══ Excerpted text

BOSSERT: but less than 60 percent of all those release have had returned. The number of 60 percent seems to include some that have been in custody, so that number can't be relied upon. It's less than 60. And a lot of those, over a period of years, not just that study, have had bracelets and refused
So, you have to chase them down, and then the difference between whether you chase them, whether they appear on their own volition, whether you had to catch them and so forth, all materializes in different numbers.
STEPHANOPOULOS: You spent a lot of time in this White House. How do you explain, you know, that for weeks we're hearing from the president and other administration officials, no, an executive order is not possible. Then, turns around on a dime, issues an executive order. It appears that while they're writing the executive order the rest of the administration doesn't know even know how to enforce it.
BOSSERT: Yeah, so there's an understandable confusion that came from that. The president saw the same thing the rest of us saw, and wanted to try to fix it from what I can tell from the outside. But the problem with his executive order is, it's in direct contradiction to the standing order and ruling from the judge in 2015.

════
══ Records supplied

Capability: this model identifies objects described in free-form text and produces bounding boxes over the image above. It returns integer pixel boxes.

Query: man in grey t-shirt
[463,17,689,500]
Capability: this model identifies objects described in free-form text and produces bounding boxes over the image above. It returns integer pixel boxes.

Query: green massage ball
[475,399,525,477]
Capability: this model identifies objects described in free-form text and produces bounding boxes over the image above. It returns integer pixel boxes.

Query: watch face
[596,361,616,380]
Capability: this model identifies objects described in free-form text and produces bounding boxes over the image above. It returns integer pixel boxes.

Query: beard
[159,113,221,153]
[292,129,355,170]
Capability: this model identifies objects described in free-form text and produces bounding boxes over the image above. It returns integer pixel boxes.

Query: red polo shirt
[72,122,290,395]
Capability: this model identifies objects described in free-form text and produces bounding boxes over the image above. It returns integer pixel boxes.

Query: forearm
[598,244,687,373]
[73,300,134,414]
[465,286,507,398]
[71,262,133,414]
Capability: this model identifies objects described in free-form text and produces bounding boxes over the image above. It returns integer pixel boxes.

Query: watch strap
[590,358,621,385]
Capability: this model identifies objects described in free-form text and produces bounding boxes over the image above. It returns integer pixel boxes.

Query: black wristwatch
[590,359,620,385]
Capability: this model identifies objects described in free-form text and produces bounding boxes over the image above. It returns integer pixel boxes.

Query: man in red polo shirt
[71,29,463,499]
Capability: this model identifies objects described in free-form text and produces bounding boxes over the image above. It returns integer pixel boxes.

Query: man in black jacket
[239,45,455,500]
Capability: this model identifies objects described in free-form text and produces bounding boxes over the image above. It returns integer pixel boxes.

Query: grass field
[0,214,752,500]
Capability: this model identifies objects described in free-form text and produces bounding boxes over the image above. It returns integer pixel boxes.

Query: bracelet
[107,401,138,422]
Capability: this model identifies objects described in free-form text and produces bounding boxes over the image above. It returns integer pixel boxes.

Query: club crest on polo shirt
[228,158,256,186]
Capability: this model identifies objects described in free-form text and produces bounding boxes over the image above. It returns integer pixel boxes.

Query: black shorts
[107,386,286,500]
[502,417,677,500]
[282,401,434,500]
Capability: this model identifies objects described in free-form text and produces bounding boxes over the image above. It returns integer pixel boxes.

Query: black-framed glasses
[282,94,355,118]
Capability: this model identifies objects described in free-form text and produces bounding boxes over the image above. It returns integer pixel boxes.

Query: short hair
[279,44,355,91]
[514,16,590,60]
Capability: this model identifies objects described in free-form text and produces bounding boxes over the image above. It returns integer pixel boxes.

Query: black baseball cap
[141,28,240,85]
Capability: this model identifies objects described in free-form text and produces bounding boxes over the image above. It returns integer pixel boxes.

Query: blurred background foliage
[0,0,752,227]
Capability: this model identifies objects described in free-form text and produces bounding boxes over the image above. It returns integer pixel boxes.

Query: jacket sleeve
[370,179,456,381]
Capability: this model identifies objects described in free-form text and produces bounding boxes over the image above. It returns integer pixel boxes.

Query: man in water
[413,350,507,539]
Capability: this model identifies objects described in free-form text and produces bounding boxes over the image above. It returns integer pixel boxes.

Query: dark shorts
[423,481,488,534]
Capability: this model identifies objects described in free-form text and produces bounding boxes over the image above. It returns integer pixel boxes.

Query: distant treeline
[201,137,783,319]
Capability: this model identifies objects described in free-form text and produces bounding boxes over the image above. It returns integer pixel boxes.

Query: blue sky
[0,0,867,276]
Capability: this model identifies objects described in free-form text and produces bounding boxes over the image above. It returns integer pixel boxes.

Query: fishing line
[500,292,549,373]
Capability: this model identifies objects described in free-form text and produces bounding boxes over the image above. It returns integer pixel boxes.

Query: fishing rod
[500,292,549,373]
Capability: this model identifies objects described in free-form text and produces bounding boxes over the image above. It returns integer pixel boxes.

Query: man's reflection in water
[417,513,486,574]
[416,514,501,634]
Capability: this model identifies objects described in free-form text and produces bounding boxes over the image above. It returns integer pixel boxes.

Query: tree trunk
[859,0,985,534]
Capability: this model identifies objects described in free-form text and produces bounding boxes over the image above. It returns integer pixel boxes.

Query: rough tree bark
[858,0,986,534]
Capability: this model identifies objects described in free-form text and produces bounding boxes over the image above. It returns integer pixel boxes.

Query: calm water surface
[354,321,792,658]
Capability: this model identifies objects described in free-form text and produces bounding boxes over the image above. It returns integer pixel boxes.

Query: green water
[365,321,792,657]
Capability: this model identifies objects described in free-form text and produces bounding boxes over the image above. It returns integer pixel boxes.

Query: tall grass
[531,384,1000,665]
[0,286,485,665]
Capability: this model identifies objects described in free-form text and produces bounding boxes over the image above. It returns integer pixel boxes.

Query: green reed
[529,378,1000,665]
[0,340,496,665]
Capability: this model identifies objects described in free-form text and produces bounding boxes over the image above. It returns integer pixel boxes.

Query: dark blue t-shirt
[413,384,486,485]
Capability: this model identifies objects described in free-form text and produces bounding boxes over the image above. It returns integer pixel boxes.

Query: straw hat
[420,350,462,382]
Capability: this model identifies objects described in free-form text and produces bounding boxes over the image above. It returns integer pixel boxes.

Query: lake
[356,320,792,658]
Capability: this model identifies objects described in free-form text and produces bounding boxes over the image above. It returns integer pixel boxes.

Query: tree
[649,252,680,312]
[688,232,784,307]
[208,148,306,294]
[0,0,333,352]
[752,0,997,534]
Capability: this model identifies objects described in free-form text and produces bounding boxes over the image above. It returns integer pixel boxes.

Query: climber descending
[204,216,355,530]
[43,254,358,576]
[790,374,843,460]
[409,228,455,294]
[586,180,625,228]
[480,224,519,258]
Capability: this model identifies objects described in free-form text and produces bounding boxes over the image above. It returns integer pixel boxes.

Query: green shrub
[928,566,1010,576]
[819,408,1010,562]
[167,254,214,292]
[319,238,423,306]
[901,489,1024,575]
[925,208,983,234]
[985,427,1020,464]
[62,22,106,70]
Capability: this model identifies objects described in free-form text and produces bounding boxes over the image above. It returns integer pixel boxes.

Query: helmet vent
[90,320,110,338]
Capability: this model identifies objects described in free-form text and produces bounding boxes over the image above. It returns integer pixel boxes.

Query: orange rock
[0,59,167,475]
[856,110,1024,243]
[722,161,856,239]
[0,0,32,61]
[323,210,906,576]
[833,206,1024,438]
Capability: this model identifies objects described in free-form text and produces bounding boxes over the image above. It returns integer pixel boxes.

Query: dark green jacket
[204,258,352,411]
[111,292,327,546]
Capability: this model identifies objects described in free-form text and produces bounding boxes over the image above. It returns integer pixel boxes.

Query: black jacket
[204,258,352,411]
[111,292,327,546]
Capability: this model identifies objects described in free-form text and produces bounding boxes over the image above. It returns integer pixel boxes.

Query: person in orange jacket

════

## What to do
- 1) Please print the part of the interview excerpt that begins at the words "BOSSERT: but less" and stops after the words "in different numbers.".
- 2) In the interview excerpt, what does Bossert say the president's executive order directly contradicts?

## Responses
- 1)
BOSSERT: but less than 60 percent of all those release have had returned. The number of 60 percent seems to include some that have been in custody, so that number can't be relied upon. It's less than 60. And a lot of those, over a period of years, not just that study, have had bracelets and refused
So, you have to chase them down, and then the difference between whether you chase them, whether they appear on their own volition, whether you had to catch them and so forth, all materializes in different numbers.

- 2) The standing order and ruling from the judge in 2015.